Segment Start: EXCERPTED PASSAGE
The increased understanding of wild animals’ personalities has implications beyond just changing the natural world. In the study, the researchers note that a greater understanding of individuals’ behavior has the potential to improve interactions between wolves and humans.

For example, if a wolf kills cattle and harms a ranching business, some might want to lethally remove the entire pack, says Bump. This research reveals that hunting traits can be unique based on individual wolves’ personalities, so wildlife managers could consider whether that extreme measure would be necessary. “But wolves are highly social, and pack members learn from one another,” Bump emphasizes, so each case will differ.

After decades of research on wolf populations, a next step is to better understand individuals, explains Joseph Hinton, senior research scientist at the Wolf Conservation Center. “It’s kind of like keystone individuals—some individuals are going to have a more profound effect on their local communities than some other individuals,” he says.
Segment End: EXCERPTED PASSAGE
» EXERCISE A:
In the wolf passage, what position does Joseph Hinton hold?
» EXERCISE B:
Retype part of the wolf passage word for word, starting at the words "For example, if" and ending after "case will differ.".
The rows after this point are separate material, unrelated to the wolf passage.
Segment Start: EXTRACTED DATA
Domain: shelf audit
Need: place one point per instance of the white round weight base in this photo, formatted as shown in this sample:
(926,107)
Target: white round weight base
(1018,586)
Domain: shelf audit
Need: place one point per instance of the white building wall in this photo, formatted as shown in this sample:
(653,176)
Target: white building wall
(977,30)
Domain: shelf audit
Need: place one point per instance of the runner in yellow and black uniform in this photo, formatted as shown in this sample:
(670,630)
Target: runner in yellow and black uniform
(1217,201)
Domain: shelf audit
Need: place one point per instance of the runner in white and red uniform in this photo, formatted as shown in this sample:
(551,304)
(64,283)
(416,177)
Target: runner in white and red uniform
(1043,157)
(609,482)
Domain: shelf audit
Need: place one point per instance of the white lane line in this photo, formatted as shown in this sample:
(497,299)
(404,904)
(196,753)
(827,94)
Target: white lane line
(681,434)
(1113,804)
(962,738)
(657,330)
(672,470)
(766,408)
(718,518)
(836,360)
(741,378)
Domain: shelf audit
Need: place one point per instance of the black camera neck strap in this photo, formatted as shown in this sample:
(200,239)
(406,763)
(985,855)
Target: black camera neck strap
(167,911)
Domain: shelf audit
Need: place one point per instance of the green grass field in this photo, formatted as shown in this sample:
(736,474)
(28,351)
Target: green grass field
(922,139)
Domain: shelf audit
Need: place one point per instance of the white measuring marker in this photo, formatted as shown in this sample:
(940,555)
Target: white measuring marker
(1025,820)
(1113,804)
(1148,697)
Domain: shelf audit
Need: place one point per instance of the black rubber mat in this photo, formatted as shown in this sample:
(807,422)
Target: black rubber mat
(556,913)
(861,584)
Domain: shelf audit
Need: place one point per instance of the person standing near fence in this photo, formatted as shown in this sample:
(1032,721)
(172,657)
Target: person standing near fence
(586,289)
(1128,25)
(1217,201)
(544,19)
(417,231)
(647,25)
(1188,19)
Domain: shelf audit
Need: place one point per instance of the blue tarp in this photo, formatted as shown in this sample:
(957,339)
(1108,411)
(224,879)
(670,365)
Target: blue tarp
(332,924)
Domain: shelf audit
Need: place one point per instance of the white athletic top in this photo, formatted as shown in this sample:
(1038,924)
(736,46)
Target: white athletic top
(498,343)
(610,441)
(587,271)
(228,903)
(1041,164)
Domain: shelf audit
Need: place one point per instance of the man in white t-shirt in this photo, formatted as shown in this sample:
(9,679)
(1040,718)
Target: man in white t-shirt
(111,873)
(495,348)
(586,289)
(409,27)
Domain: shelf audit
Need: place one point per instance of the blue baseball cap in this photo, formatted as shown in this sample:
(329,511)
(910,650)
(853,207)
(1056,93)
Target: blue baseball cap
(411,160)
Segment End: EXTRACTED DATA
» WRITTEN REPLY A:
Senior research scientist at the Wolf Conservation Center.

» WRITTEN REPLY B:
For example, if a wolf kills cattle and harms a ranching business, some might want to lethally remove the entire pack, says Bump. This research reveals that hunting traits can be unique based on individual wolves’ personalities, so wildlife managers could consider whether that extreme measure would be necessary. “But wolves are highly social, and pack members learn from one another,” Bump emphasizes, so each case will differ.